(Exercise directions)
Everything from the line containing "Point to every instance of the red tapered" through the last line of the records below should be printed exactly, please, and nothing else.

--------

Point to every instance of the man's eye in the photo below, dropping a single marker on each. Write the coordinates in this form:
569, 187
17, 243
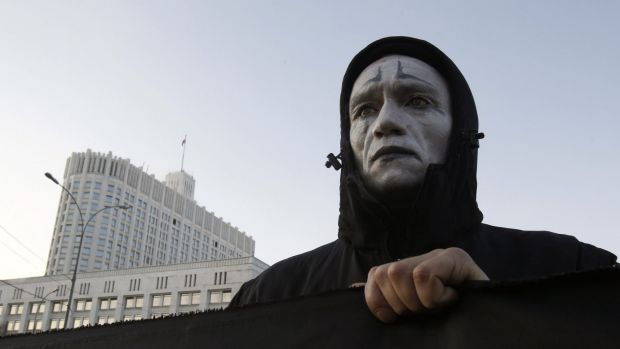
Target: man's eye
419, 102
365, 110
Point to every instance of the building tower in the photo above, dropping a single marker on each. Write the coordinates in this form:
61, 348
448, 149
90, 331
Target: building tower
164, 226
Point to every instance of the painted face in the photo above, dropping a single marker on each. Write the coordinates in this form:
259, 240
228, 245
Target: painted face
401, 120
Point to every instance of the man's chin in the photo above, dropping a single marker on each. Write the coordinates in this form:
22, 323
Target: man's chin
395, 188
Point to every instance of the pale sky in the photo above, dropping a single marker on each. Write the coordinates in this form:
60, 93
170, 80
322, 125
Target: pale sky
255, 86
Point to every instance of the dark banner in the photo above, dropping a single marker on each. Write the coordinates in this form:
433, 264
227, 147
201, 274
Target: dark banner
570, 311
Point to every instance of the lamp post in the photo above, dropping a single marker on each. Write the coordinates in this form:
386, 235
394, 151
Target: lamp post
34, 326
77, 261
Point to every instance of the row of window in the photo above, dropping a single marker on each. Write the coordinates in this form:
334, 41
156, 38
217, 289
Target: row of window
130, 302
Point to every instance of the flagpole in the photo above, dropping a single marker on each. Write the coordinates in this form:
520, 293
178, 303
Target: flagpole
183, 156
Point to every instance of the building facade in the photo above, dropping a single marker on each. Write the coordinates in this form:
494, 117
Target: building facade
40, 303
164, 224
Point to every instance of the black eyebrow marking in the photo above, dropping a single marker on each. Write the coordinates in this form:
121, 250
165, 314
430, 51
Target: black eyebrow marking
376, 78
402, 75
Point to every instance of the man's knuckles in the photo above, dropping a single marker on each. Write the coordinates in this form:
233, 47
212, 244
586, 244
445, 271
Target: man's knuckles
398, 272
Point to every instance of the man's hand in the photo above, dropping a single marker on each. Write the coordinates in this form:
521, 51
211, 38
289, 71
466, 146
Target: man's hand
418, 283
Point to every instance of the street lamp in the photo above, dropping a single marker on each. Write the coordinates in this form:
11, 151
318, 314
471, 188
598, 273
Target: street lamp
77, 261
34, 326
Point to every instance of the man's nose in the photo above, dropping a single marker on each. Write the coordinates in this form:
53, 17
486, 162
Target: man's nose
389, 121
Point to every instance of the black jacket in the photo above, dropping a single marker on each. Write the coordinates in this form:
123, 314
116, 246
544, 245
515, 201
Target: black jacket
444, 213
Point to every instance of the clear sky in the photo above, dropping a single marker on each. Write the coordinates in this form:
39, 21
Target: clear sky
255, 87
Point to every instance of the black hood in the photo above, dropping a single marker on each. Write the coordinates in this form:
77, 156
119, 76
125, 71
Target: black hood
445, 208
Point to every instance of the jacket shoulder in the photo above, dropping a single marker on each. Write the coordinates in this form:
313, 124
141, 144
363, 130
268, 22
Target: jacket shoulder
287, 278
513, 253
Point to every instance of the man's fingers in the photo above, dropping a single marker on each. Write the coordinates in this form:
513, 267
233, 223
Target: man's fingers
376, 301
399, 275
386, 286
433, 276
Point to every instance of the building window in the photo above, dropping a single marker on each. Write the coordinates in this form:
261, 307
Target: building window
83, 305
133, 302
32, 326
105, 319
190, 298
56, 324
161, 300
107, 303
13, 326
37, 308
220, 296
16, 309
81, 321
59, 306
132, 317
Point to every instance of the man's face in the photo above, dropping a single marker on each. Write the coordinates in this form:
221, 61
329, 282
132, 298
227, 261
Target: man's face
400, 123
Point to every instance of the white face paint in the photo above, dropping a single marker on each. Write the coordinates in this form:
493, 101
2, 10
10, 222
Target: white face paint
401, 120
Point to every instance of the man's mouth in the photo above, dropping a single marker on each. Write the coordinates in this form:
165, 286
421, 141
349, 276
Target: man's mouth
393, 151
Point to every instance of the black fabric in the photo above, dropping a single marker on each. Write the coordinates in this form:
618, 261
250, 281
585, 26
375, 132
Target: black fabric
444, 214
553, 313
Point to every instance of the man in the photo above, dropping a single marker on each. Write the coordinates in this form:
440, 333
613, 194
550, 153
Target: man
409, 225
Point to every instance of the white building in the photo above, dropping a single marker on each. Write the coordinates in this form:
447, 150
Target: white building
39, 303
164, 225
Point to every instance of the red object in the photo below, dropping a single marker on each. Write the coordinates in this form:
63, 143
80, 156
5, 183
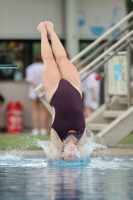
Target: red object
97, 77
14, 118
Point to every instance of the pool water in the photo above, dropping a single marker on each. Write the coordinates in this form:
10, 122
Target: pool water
99, 178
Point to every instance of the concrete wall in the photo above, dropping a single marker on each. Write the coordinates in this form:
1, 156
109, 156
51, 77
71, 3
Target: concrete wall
15, 91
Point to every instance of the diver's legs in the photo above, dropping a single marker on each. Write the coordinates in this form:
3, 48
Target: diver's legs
51, 74
67, 69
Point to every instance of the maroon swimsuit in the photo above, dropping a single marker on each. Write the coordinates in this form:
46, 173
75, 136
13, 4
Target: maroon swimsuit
69, 119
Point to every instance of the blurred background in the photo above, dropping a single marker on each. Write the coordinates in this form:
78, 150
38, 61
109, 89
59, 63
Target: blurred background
77, 23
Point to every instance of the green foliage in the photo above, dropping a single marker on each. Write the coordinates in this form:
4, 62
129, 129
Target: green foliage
21, 142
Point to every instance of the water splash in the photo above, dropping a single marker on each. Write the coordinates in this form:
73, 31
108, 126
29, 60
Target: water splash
89, 147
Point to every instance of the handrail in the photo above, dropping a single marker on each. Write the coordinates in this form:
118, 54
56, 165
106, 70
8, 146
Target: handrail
102, 37
106, 52
105, 60
103, 46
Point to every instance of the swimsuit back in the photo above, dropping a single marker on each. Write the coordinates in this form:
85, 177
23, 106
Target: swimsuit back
69, 117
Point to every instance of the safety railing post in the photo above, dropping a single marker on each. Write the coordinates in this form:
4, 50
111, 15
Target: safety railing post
128, 49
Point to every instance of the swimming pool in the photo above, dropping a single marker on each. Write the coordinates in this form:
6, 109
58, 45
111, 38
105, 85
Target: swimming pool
103, 177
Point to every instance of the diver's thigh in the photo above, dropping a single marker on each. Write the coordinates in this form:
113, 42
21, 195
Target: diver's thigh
51, 77
69, 72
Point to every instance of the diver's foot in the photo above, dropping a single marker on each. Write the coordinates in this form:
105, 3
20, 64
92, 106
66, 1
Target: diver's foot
49, 27
35, 131
41, 28
43, 132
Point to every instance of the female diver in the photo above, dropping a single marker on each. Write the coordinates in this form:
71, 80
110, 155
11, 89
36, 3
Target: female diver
62, 85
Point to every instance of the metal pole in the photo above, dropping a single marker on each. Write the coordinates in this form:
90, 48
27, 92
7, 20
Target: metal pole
106, 52
128, 76
102, 37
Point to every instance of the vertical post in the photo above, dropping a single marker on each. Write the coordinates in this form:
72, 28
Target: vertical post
128, 76
106, 95
71, 10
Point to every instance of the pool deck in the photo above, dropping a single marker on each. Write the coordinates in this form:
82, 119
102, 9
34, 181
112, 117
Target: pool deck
112, 150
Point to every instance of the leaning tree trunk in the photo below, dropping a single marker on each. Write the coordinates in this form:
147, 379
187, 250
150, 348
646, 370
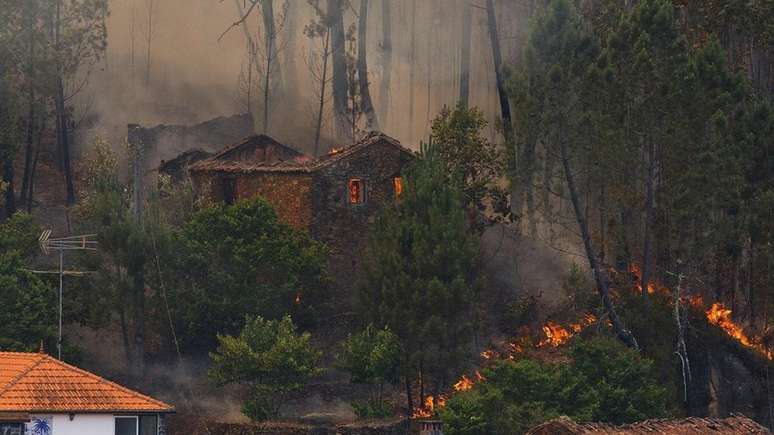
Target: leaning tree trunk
602, 285
63, 136
362, 69
384, 89
412, 69
340, 82
270, 35
323, 87
31, 101
505, 106
647, 230
465, 54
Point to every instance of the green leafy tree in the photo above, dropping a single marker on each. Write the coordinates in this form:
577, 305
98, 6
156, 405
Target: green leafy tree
27, 304
421, 274
270, 357
605, 381
231, 261
372, 357
457, 135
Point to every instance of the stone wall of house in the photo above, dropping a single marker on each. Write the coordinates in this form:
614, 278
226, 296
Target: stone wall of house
342, 226
397, 427
289, 193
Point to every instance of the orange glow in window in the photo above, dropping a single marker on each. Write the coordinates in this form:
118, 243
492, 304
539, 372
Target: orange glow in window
397, 184
355, 191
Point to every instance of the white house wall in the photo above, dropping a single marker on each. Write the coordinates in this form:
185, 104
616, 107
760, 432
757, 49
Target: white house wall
81, 424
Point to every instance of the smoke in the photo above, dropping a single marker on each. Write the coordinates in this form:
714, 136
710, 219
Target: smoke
193, 76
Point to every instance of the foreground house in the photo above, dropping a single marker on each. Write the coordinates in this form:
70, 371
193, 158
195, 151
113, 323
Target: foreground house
41, 395
737, 424
333, 198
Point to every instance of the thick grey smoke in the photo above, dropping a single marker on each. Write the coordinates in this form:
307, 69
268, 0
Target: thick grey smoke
194, 77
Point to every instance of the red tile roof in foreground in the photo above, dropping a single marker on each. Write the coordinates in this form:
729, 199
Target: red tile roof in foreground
736, 424
36, 382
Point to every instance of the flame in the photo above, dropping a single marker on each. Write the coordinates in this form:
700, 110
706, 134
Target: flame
720, 316
556, 335
427, 410
464, 384
488, 354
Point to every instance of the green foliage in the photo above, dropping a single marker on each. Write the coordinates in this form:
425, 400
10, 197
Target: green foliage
458, 139
605, 381
421, 272
19, 233
27, 305
269, 356
373, 409
372, 357
233, 261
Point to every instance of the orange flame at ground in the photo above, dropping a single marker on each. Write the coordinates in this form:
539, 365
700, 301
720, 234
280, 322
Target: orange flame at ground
427, 410
557, 335
720, 316
464, 384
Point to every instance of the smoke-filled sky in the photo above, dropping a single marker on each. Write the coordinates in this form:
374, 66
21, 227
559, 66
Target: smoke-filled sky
195, 77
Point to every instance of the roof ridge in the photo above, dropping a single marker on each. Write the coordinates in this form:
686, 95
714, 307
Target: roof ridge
41, 357
120, 387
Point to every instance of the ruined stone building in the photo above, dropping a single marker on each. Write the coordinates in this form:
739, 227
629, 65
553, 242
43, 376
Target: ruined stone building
334, 198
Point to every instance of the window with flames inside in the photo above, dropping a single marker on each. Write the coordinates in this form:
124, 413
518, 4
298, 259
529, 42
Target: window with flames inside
397, 186
356, 191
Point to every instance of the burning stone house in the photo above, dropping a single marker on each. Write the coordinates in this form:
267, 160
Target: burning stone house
334, 198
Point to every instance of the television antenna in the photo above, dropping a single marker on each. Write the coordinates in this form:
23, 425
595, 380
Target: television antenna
47, 244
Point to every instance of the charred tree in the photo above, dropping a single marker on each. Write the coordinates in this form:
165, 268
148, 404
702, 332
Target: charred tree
647, 227
322, 97
465, 54
601, 281
335, 17
62, 120
149, 34
384, 90
270, 38
31, 115
505, 106
362, 69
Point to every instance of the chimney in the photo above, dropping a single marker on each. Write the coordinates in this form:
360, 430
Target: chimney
430, 427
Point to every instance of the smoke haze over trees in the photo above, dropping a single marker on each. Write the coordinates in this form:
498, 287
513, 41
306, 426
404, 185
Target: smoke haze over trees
194, 76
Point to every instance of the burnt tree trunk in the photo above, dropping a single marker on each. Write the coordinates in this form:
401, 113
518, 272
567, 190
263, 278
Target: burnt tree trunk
602, 284
465, 54
148, 41
647, 247
31, 101
63, 136
31, 192
384, 91
323, 87
362, 69
505, 106
270, 35
340, 82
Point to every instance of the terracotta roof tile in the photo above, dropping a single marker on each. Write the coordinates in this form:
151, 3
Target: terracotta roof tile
36, 382
299, 164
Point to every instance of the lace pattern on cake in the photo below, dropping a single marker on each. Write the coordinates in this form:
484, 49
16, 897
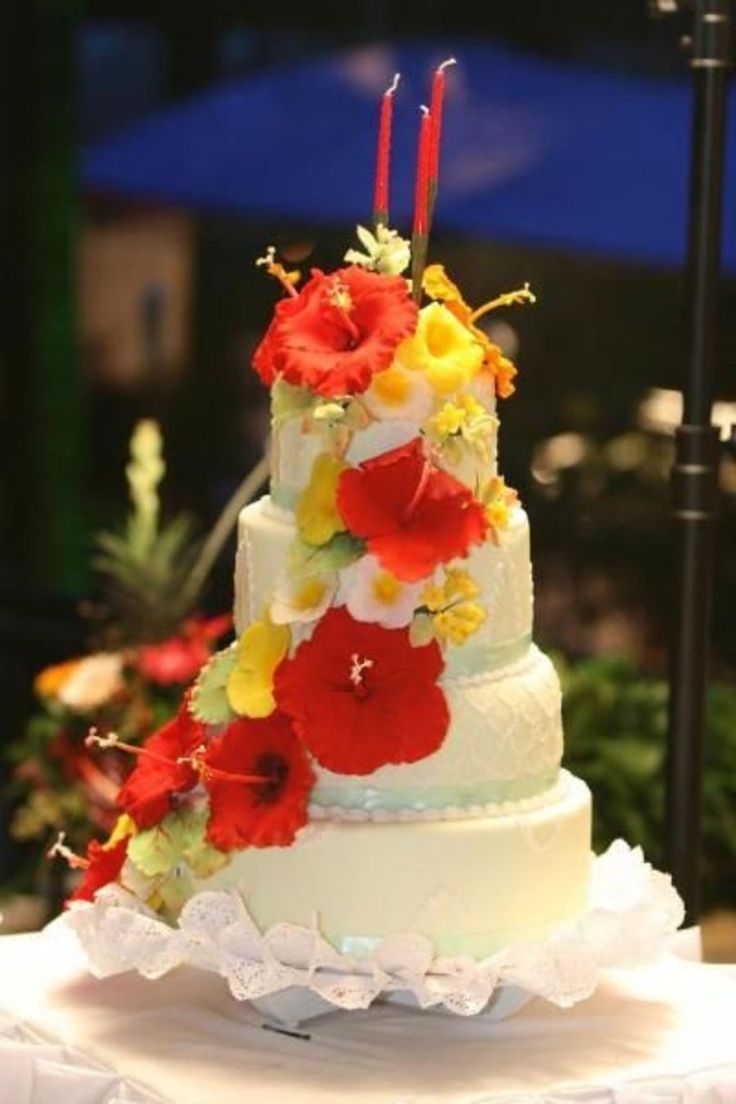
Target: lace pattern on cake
632, 910
551, 796
504, 725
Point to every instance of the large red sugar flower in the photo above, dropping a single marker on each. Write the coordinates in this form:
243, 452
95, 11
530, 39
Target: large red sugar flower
362, 697
102, 866
149, 792
258, 777
412, 515
338, 332
179, 658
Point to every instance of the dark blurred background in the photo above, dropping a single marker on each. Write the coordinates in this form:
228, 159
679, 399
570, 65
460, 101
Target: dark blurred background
117, 306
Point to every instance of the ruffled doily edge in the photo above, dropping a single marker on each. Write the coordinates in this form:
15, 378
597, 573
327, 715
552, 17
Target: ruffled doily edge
632, 911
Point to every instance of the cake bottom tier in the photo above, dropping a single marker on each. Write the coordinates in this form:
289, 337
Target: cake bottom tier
470, 884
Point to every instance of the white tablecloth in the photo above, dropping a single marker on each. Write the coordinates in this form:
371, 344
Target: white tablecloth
664, 1035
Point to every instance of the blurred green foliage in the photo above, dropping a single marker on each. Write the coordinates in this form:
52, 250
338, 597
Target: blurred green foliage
616, 740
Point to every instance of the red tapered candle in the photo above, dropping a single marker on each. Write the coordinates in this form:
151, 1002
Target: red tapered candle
383, 156
422, 183
436, 113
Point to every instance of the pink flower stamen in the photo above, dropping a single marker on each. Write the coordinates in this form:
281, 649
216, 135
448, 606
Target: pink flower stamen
422, 486
61, 850
94, 740
339, 297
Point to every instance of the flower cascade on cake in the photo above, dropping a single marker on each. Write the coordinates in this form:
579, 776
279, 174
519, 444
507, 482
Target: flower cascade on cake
386, 365
363, 792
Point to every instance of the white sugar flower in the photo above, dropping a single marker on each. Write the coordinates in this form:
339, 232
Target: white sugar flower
400, 393
380, 437
302, 600
373, 594
93, 682
385, 252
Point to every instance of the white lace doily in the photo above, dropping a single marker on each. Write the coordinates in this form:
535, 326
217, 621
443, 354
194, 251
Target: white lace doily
631, 913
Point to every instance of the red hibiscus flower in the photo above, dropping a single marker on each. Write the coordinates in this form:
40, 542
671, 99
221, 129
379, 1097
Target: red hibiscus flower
103, 867
149, 791
412, 516
338, 332
258, 777
179, 659
362, 697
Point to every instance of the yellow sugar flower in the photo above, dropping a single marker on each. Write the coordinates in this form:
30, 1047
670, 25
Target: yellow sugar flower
441, 348
458, 584
433, 596
448, 420
51, 679
317, 510
438, 286
459, 622
251, 683
124, 826
499, 501
452, 615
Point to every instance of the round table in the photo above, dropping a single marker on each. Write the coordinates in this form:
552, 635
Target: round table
662, 1035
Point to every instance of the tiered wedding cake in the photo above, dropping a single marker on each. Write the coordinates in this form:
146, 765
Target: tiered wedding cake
363, 793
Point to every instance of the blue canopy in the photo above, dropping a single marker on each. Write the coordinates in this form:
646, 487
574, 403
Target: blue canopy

--------

(Solution for this task)
Point to every instance of the red tapered candle in the photo above, dropping a single marker on each. Write the coordinates in this form:
151, 1002
Target: red tapered candle
383, 156
422, 183
436, 113
Point to every instance of the pink flower stamen in the photo above, dropping a single marker on each. Write the coordinates in this form:
281, 649
216, 135
448, 606
Target: pink flower stamen
422, 486
61, 850
94, 740
339, 297
Point to every instance of the flower cascade on cake in the photo above, dropping a single marker on each. Write the coordinates in this form:
579, 776
279, 174
519, 444
507, 482
Target: flower cascade on cake
386, 365
363, 792
Point to every instance of the white sugar flower in the photo above, dropping a single marker on each. Write the coordinates in this form:
339, 232
Target: white sugar flower
400, 393
380, 437
302, 600
373, 594
93, 682
385, 252
Point to every instance of the white lace doily in the photo above, dropping a single marker on each. Write the coordinates in this form:
535, 326
217, 621
443, 354
194, 251
Target: white lace doily
631, 913
Point to every instance of the red hibiscus flower in the photo above, dropping a single marker on each. Write the coordinates in this form:
40, 542
671, 99
221, 129
379, 1097
Target: red hibiscus flower
103, 867
149, 791
412, 516
338, 332
258, 777
179, 659
362, 697
Point to every instance of the yellow sugar flower in the photo above, dropping a single marker on each. Write the coordinates in this form:
30, 1047
670, 25
Target: yellow sugar flower
441, 348
458, 584
433, 596
448, 420
51, 679
317, 510
438, 286
459, 622
251, 683
124, 826
499, 501
452, 615
Point to every instance of the round table in the photo above, dropping a single marker on each. Write the coordinates in this form:
552, 635
Target: round table
662, 1035
Point to every instance of the tiered wedding cake in the photo above, dropping a single marker on each. Write the coordinates in this form:
146, 765
Target: tiered wedding cake
363, 793
Point to every instance of the blue canopy in the photo above, dropping a single marker on each. Write the coordinates in this form:
646, 487
574, 403
Target: blue canopy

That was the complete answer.